Given exercise
Copy out the material below, changing "utility pole" to "power pole" and leaving everything else as it is. Don't include the pictures.

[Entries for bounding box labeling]

>> START

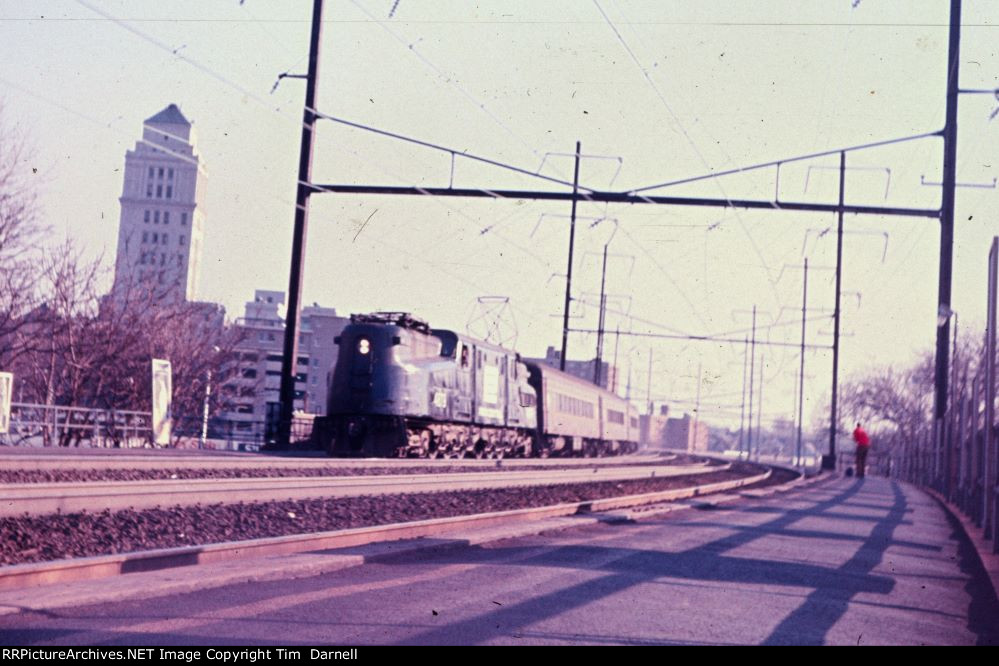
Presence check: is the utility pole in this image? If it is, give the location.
[593,245,607,386]
[796,257,808,465]
[559,141,580,372]
[278,0,323,449]
[746,305,756,460]
[739,336,749,458]
[756,353,766,462]
[933,0,961,480]
[645,347,652,414]
[822,151,846,469]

>> END

Task solution
Presence check: is the power pole in this image? If it is, give the location.
[593,245,607,386]
[796,257,808,465]
[559,141,580,372]
[278,0,323,449]
[746,305,756,460]
[739,336,749,458]
[756,353,766,462]
[933,0,961,480]
[645,347,652,414]
[822,151,846,469]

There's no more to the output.